** start Given passage **
In [None]:
import tensorflow as tf
import tensorflow_datasets as tfds
import tensorflow_ranking as tfr

from utils import read_data, get_ndcg

from tqdm import tqdm

from tensorflow_serving.apis import input_pb2

In [None]:
# df_train, y_train, group_size_train, query_id_train = read_data('Fold1', 'train')
df_vali, y_vali, group_size_vali, query_id_vali = read_data('Fold1', 'vali')
# df_test, y_test, group_size_test, query_id_test = read_data('Fold1', 'test')

# X_columns = df_train.columns

In [None]:
df_train

In [None]:
def _float_feature(value):
 """Returns a float_list from a float / double."""
 return tf.train.Feature(float_list=tf.train.FloatList(value=[value]))

def _int64_feature(value):
 """Returns an int64_list from a bool / enum / int / uint."""
 return tf.train.Feature(int64_list=tf.train.Int64List(value=[value]))

def create_records(df, y, query_id, labels, name):
    options_ = tf.io.TFRecordOptions(compression_type='GZIP')
    writer = tf.io.TFRecordWriter(f"./{name}.record")
    
    elwc = input_pb2.ExampleListWithContext()
    last_query_id = None

    i = 0
    for qid, relevance, row in tqdm(zip(query_id, y, df.iterrows()), total=df.shape[0]):
        # print(qid, relevance, row[1].values)

        example_dict = {
           f'f{feat_name}': _float_feature(feat_val)
** end Given passage **
** start Entries provided **
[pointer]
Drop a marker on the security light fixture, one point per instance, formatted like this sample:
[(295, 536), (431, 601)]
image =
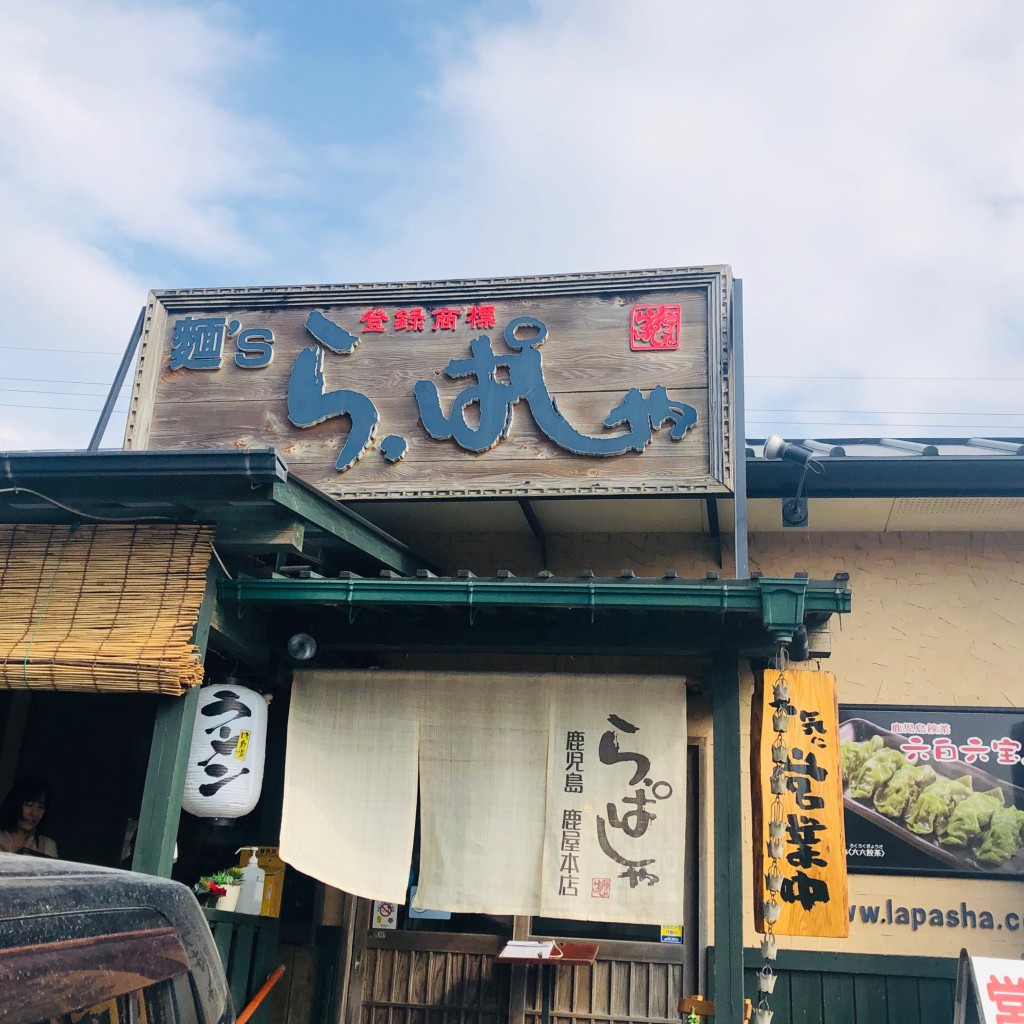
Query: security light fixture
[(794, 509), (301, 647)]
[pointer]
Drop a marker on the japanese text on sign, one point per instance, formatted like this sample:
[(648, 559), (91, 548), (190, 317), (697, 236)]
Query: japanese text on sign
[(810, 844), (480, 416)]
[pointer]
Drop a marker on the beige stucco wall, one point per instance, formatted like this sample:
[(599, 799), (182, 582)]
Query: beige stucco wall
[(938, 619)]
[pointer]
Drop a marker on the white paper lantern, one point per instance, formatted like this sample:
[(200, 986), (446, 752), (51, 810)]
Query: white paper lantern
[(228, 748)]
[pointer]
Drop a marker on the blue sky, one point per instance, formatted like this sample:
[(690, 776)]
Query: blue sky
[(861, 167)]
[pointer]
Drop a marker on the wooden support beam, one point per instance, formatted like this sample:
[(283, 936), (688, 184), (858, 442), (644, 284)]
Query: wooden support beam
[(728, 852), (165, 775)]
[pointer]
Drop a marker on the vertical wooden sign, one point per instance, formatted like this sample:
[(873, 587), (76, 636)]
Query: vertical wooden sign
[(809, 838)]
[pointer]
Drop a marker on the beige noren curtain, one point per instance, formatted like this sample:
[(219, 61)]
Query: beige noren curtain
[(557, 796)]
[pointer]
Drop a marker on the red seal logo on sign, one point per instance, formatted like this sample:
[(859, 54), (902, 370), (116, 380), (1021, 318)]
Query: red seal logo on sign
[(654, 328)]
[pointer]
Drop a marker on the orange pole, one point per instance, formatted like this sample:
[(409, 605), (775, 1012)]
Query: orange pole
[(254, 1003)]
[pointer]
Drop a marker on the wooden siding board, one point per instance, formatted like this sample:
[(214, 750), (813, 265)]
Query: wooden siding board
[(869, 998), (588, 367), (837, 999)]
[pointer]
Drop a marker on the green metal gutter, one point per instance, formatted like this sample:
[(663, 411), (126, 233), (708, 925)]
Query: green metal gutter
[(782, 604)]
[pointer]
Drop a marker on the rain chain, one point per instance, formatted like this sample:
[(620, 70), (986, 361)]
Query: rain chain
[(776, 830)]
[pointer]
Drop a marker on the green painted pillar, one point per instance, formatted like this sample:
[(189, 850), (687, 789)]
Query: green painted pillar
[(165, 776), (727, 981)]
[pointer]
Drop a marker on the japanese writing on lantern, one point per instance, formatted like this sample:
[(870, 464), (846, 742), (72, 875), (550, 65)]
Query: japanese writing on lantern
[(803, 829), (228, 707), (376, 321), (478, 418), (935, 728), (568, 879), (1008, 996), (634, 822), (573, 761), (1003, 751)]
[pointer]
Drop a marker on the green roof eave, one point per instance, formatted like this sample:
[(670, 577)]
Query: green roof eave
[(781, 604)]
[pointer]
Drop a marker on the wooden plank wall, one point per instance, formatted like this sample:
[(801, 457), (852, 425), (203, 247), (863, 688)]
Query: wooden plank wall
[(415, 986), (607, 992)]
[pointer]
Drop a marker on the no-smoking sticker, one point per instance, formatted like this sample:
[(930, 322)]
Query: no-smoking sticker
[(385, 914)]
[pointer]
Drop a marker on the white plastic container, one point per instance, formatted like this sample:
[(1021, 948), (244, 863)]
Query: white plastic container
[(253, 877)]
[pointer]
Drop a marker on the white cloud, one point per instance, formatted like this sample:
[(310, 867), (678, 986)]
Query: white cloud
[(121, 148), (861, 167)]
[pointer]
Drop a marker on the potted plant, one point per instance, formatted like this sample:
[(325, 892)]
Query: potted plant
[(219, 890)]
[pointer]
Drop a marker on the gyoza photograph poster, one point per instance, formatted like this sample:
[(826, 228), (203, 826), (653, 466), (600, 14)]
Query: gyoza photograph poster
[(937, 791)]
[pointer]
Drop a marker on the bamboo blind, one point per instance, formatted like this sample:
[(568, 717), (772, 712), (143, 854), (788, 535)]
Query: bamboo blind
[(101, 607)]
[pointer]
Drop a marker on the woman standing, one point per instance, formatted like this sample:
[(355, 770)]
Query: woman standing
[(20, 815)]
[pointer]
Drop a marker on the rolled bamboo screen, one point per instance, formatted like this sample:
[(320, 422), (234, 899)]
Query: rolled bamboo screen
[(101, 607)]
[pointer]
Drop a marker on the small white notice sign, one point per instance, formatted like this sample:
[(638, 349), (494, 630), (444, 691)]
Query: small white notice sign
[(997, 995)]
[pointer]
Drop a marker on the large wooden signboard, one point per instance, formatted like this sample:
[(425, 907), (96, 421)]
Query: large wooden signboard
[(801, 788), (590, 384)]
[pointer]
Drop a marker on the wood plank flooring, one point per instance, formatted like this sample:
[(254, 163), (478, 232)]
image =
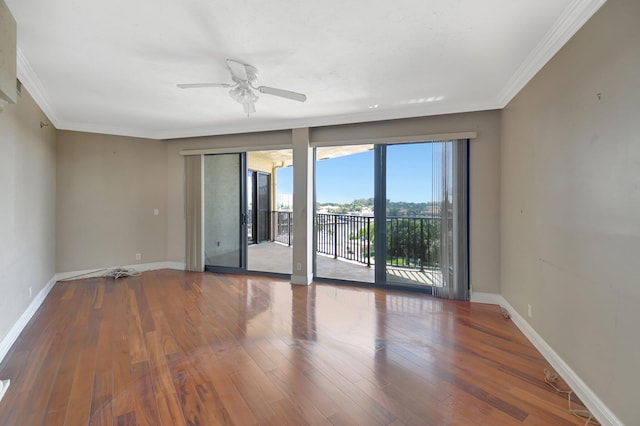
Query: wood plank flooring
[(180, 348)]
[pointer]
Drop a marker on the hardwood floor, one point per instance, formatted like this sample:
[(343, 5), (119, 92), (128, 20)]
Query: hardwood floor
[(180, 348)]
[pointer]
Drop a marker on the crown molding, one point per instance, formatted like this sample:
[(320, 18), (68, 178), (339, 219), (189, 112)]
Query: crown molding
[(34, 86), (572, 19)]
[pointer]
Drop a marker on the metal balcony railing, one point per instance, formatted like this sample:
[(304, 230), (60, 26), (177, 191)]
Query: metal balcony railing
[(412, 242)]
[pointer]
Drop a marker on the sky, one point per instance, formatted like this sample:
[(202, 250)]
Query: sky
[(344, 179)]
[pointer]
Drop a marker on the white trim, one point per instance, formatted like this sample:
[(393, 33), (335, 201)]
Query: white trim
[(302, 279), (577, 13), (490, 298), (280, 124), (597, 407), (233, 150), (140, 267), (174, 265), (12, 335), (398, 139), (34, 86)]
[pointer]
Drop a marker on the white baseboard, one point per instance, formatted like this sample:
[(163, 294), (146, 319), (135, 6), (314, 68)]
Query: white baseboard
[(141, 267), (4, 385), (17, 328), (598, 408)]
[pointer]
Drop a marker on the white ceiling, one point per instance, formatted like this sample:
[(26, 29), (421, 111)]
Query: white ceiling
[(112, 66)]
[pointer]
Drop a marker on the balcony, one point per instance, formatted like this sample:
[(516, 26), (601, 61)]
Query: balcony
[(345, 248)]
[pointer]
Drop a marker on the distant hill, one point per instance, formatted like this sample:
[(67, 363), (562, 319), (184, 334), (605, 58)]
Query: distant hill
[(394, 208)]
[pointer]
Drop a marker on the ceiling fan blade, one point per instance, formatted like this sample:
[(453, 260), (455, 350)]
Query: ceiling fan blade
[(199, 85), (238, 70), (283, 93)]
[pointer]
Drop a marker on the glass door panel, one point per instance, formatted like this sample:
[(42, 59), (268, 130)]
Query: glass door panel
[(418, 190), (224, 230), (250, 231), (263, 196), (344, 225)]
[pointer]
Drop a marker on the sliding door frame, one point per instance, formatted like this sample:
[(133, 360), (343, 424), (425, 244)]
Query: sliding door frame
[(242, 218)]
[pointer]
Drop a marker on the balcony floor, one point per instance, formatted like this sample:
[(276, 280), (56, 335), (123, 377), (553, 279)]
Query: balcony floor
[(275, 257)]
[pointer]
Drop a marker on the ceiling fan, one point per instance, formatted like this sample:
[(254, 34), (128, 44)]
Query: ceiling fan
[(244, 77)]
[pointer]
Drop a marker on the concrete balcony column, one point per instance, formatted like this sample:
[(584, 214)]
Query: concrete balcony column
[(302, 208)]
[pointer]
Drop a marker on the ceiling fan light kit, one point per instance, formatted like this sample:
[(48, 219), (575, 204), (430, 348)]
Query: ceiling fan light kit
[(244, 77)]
** end Entries provided **
Required task 1:
In the notebook code, what compression type is passed to TFRecordOptions?
Required task 2:
Transcribe the notebook code from "from tqdm import" to "query_id_test = read_data('Fold1', 'test')".
Required task 3:
Check each statement against the notebook code. Answer yes or no, and quote the words that decide it.
(a) The validation data is read from 'Fold1'.
(b) The _int64_feature function returns a float_list.
(c) The loop in create_records is wrapped in tqdm.
Rely only on the notebook code.

Right answer 1:
GZIP

Right answer 2:
from tqdm import tqdm

from tensorflow_serving.apis import input_pb2

In [None]:
# df_train, y_train, group_size_train, query_id_train = read_data('Fold1', 'train')
df_vali, y_vali, group_size_vali, query_id_vali = read_data('Fold1', 'vali')
# df_test, y_test, group_size_test, query_id_test = read_data('Fold1', 'test')

Right answer 3:
(a) Yes: "df_vali, y_vali, group_size_vali, query_id_vali = read_data('Fold1', 'vali')"
(b) No: "Returns an int64_list from a bool / enum / int / uint."
(c) Yes: "for qid, relevance, row in tqdm(zip(query_id, y, df.iterrows()), total=df.shape[0]):"